▶ _GIVEN PROBLEM_
Reproduce word for word the lines of the records below, starting at the line that contains "If you could place a marker on the truck mud" and stopping after the line that contains "point(32, 408)".

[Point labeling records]
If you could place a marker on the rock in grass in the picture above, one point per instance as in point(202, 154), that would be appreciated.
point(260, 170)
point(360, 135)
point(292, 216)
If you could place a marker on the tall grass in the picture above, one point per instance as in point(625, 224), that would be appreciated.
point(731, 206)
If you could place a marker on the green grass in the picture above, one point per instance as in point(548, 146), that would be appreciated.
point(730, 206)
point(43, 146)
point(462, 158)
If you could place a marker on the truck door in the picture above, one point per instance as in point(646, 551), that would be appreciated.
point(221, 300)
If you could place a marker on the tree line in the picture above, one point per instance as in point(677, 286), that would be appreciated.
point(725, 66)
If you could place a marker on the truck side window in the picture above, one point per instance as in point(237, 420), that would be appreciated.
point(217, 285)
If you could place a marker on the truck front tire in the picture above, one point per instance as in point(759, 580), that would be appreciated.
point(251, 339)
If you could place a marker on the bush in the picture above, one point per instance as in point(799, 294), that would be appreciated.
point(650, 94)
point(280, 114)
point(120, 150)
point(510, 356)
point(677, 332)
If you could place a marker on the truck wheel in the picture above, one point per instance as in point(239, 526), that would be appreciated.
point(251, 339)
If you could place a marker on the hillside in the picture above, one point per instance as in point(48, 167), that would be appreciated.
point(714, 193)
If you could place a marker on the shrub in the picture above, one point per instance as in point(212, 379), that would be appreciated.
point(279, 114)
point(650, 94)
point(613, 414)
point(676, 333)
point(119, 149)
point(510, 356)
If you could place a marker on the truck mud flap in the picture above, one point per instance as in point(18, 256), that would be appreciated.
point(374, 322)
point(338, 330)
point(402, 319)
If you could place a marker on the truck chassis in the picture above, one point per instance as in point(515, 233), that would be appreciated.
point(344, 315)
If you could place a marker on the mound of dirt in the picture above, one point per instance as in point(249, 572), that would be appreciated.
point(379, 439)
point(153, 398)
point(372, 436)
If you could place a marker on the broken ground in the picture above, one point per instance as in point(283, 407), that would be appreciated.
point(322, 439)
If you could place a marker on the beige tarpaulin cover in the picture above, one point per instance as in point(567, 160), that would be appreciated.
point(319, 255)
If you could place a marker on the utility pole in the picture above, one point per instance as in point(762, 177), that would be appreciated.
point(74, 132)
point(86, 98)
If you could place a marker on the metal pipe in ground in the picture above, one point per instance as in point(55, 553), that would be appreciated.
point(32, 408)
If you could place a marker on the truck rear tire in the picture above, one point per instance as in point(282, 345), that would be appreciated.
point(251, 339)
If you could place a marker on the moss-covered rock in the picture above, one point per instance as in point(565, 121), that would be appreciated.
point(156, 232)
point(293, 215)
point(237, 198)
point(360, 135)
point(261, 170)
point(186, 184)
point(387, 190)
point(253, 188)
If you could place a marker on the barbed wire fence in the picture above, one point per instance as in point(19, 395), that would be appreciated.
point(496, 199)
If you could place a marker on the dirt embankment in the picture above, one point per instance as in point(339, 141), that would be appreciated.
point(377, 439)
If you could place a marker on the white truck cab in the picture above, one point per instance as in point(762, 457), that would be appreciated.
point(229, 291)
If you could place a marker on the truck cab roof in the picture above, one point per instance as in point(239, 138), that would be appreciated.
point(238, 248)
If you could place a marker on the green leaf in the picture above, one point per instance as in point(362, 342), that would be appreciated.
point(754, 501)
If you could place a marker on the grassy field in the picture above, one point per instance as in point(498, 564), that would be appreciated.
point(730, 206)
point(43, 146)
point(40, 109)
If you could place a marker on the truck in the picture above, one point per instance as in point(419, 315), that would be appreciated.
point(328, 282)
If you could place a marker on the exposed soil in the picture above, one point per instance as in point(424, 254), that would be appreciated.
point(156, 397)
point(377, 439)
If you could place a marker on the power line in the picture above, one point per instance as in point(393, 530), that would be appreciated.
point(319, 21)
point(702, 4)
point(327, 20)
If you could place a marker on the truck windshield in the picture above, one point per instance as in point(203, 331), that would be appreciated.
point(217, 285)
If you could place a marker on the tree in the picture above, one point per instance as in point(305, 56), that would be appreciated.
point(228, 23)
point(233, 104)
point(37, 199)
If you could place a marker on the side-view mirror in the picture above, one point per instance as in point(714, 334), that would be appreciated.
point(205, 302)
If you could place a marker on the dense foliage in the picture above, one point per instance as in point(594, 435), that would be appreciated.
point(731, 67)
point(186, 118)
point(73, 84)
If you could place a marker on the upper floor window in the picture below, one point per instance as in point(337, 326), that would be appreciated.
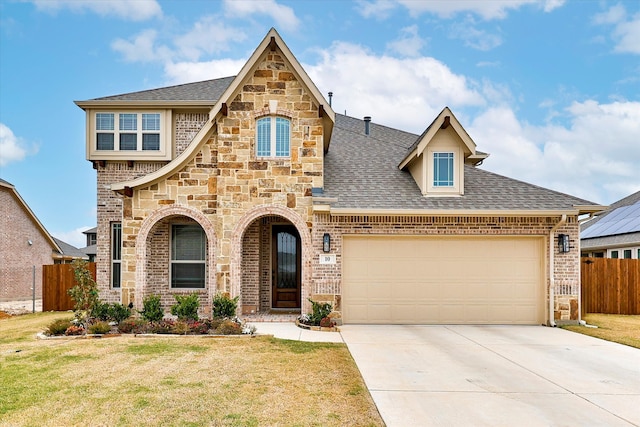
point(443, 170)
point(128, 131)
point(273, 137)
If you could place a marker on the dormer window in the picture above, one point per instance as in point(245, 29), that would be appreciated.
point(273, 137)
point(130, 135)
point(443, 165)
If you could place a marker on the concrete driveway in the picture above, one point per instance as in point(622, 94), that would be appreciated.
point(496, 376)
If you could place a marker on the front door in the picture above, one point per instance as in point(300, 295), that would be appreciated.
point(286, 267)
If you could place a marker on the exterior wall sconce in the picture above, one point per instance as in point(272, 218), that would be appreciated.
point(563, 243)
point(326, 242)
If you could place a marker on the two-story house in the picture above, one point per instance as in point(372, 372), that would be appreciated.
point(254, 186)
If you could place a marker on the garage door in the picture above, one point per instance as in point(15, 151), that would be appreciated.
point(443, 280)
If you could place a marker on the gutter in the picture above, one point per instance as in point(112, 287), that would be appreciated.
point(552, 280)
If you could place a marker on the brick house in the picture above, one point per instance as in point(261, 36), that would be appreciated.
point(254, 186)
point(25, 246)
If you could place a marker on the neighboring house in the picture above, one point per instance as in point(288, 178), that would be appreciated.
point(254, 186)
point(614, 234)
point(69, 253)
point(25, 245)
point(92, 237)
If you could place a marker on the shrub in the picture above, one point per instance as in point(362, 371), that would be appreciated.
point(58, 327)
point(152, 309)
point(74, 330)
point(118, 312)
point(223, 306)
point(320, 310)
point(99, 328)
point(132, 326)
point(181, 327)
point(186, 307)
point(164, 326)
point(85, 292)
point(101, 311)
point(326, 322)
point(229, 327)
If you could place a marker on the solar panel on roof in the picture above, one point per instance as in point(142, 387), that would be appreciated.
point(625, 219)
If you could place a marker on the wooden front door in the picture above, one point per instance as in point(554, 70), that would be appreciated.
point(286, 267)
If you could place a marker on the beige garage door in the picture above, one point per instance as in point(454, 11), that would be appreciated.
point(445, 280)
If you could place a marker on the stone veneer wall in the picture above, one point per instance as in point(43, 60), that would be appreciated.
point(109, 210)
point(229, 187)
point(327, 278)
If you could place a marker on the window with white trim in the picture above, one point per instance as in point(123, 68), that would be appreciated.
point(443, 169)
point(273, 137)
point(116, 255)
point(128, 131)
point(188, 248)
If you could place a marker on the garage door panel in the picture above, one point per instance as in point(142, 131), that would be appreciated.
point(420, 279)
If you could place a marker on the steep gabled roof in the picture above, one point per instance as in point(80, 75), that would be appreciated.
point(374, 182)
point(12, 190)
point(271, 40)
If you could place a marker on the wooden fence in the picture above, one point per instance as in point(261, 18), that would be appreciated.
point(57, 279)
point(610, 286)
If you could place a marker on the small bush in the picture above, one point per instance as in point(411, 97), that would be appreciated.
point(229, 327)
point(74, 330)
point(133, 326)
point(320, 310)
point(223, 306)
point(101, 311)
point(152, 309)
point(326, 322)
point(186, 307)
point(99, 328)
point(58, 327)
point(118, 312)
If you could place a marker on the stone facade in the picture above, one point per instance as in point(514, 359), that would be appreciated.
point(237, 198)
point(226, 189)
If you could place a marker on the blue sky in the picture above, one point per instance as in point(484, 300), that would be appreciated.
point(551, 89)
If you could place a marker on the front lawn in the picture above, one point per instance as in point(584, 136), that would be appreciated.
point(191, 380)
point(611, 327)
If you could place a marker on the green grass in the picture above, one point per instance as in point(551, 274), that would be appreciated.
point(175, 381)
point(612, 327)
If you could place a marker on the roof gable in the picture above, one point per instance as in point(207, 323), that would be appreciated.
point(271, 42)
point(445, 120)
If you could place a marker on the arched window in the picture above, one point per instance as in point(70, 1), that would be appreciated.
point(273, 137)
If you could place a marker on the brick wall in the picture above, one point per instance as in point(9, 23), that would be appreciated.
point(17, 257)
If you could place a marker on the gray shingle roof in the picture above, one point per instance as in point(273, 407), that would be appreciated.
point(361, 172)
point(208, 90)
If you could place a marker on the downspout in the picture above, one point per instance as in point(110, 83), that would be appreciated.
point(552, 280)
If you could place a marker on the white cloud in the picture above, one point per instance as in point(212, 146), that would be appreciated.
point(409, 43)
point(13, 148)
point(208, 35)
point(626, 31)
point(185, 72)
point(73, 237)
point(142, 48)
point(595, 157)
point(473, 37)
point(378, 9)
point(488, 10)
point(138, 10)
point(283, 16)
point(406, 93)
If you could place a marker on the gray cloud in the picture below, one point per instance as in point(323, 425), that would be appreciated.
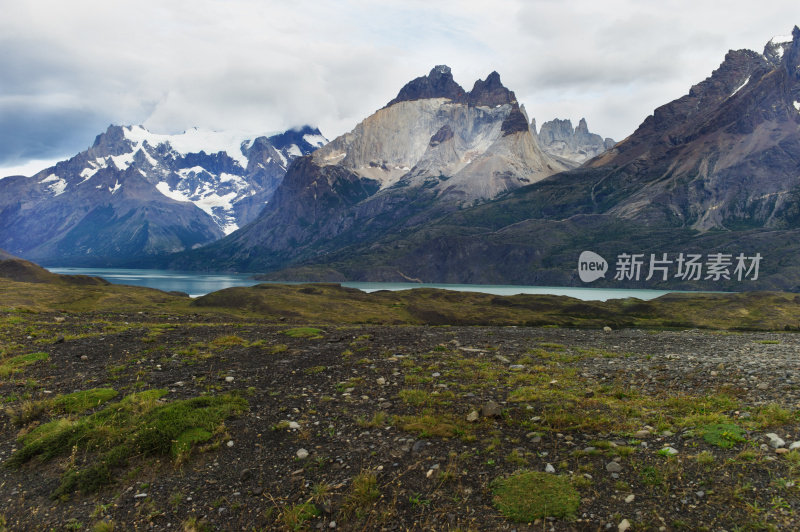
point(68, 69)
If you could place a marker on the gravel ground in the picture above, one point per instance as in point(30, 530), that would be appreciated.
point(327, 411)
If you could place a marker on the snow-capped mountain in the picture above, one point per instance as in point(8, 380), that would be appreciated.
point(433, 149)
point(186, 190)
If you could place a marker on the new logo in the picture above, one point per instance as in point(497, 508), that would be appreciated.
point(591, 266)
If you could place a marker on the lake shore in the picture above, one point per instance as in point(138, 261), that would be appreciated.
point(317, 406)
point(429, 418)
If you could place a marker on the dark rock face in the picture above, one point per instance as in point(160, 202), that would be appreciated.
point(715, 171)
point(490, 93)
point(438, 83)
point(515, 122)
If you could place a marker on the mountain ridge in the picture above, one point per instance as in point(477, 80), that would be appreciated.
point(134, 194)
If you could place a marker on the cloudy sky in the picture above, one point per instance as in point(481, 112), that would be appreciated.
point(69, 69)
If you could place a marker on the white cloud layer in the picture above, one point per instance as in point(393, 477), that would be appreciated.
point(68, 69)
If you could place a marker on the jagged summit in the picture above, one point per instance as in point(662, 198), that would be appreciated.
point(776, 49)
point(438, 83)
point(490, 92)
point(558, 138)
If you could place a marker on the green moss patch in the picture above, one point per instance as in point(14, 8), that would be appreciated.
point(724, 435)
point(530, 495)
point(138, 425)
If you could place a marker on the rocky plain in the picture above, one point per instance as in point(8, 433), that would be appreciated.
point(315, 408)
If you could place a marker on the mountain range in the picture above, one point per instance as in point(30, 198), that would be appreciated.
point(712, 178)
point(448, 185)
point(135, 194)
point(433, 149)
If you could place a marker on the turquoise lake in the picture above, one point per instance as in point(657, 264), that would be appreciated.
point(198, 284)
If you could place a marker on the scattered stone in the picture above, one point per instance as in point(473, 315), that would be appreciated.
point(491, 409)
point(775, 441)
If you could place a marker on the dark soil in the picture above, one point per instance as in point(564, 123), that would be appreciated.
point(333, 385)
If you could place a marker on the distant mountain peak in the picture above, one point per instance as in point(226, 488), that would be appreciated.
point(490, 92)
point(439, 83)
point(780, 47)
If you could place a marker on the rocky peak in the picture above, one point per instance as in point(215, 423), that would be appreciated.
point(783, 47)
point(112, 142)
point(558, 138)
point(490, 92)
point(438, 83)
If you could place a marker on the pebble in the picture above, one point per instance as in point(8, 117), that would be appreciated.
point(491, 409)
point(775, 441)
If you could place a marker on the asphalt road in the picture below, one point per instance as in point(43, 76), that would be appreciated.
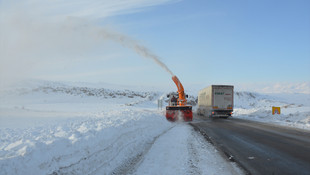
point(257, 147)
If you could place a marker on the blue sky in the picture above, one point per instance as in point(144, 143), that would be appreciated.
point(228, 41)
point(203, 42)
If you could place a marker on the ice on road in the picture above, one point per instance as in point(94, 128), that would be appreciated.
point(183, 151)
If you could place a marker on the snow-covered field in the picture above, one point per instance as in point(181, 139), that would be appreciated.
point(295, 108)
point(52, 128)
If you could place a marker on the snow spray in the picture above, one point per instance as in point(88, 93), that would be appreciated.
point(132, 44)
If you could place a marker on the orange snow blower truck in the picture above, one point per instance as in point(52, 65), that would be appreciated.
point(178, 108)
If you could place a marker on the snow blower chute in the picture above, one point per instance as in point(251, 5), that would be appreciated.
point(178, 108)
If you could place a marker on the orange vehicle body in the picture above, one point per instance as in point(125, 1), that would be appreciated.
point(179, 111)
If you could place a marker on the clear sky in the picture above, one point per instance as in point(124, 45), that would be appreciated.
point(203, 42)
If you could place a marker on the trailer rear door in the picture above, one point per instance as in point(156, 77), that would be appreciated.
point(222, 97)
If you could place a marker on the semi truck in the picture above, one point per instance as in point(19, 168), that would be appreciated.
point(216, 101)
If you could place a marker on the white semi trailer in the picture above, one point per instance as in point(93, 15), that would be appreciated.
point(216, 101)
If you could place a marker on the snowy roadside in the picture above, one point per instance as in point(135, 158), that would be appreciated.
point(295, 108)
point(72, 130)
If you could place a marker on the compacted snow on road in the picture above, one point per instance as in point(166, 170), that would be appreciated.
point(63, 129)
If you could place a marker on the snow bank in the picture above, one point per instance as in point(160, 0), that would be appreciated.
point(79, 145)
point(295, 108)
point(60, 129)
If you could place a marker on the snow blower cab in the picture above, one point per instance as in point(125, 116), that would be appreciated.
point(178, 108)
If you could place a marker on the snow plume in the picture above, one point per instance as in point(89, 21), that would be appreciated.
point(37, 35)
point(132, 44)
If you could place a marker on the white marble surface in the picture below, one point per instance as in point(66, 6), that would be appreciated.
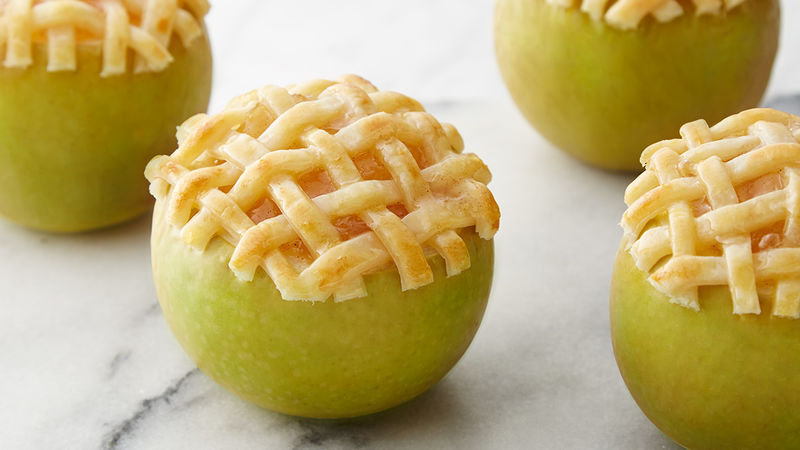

▶ _COMPLETE ANSWER_
If you could place a marker on the truck mud flap in the picture above, one point per instance as in point(18, 256), that would be appreciated.
point(374, 322)
point(338, 330)
point(402, 319)
If you could place a marker on the truck chassis in the picture above, one point per instance as in point(515, 233), that would be appreciated.
point(344, 315)
If you could place a marker on the mound of dirt in the picture above, one point per instance as in point(249, 572), that would be appreciated.
point(379, 439)
point(153, 398)
point(372, 436)
If you could place a marker on the broken ground in the picture above, one point per instance as in point(283, 407), that would be appreciated.
point(322, 439)
If you could place a marker on the beige tarpaulin cover in the picture above, one point per instance as in point(567, 160), that would be appreciated.
point(319, 255)
If you could place a marker on the utility pole in the picture above, one point per instance as in point(762, 177), that would be appreciated.
point(74, 132)
point(86, 98)
If you could place a marker on the metal pipe in ground in the picture above, one point per instance as in point(55, 553), that would be appreciated.
point(32, 408)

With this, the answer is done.